EXERCISE REQUIREMENTS ▸
1. Which video and audio codecs does the post about converting MKV anime files for Apple TV name?
2. Could you carry on the post about converting MKV anime files for Apple TV, picking up right after its final line?

** start of EXTRACT TO READ **

It’s been a while since I had to face off against my favorite nemesis – the MKV file. Specifically, the sort of MKV files that come out of well-intentioned anime distributors and that make my life hard when what I really want to do is stream them to an Apple TV using the built-in “Computers” app.
This app is firmly grounded in “so all of your media is perfectly legitimate, RIGHT?” and only plays a very small subset of the kinds of video files that are out there. No MKV containers, no obscure codecs, certainly no support for soft subtitles.
To make this work, I need h.264 or possibly h.265 video and aac or AC-3 audio in an mp4 or m4v container and any subtitles need to be burned into the video, and since the average anime release these days is something like “AV1 video and opus-encoded audio with seven different subtitle languages”, this typically means loading up a folder of files in Handbrake and manually choosing language and subtitle options for every episode before pushing the “start queue” button and walking away.
(Yes, technically I could run VLC or DS video on the ATV, but then I wouldn’t see content I had purchased from iTunes in the same place as the less-reputable content)
And, I mean, manually processing a folder of video files in Handbrake works. It’s a really solid encoder and I have been using it for years. It’s pretty much muscle memory by this point.
On the other hand, my workflow here is a bit labor-intensive. There’s a lot of setting options on a per-episode basis and real potential for human error on my part. It would be better if I could throw the whole folder at the CLI version of Handbrake, like this, and this DOES work – but it’s quite fragile. It always uses the first audio track and first subtitle track:
#!/bin/bash
mkdir out
for filename in *.mkv
do
filenamenoext=${filename%.*}
handbrakecli -i "$filenamenoext".mkv -o out/"$filenamenoext".mp4 -Z "Apple 1080p60 Surround" --subtitle 1 --subtitle-burned --crop-mode none
done
(As always, my scripts come with no guarantees. Use at own risk)

** end of EXTRACT TO READ **
** start of ENTRIES **

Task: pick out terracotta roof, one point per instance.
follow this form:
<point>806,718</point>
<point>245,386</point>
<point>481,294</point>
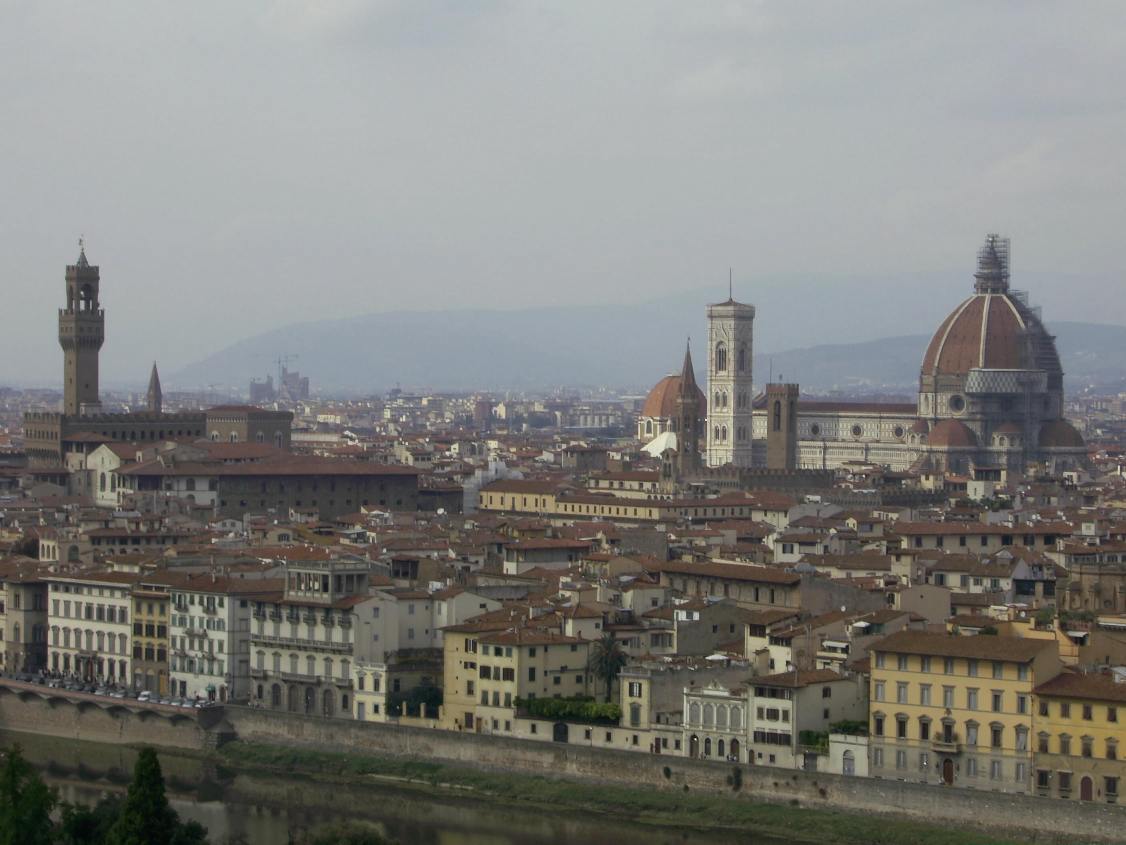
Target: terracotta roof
<point>1060,434</point>
<point>984,648</point>
<point>952,434</point>
<point>727,571</point>
<point>1072,685</point>
<point>795,679</point>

** end of ENTRIES **

ANSWERS FOR THE EXERCISE ▸
1. h.264, h.265, AV1, aac, AC-3, opus

2.
For those cases where you have video files and external srt-format subs, and assuming that the srt files are in the same folder and have the same name as the video files, you can use something like this:
handbrakecli -i "$filenamenoext".mkv --srt-file "$filenamenoext".srt -o out/"$filenamenoext".mp4 -Z "Apple 1080p60 Surround" --subtitle 1 --subtitle-burned --crop-mode none
As a side note, I’m using the “Apple 1080p60 Surround” preset here because it gives me a highly-compatible video file and does it reasonably quickly. Using the “Apple 2160p60 4K HEVC Surround” preset would give me a file that is consistently at least 30% smaller but also takes four times as long to encode.
So, in order to get good output from simple conversion script like this, I need to make sure that the input is good. That is to say, it needs an mkv file where the first audio and subtitle tracks are the ones I want… which is not often the case. It’s very common for mkv files to have the first audio track be the English dub and the first subtitle track be the “Signs and Songs” subtitle track.
I had a very judgmental comment here about dub fans, but I have omitted it in the interest of world peace.
I have, however, been lazy enough to not really delve into this too much.
Recently, however, I was presented with an interesting set of video files that had Japanese, Spanish, and Catalan dubs, along with several different English and non-English subtitle options, and this got me interested in digging into how ffmpeg can work with content streams – based on the metadata associated with the streams, rather than just their index in the file.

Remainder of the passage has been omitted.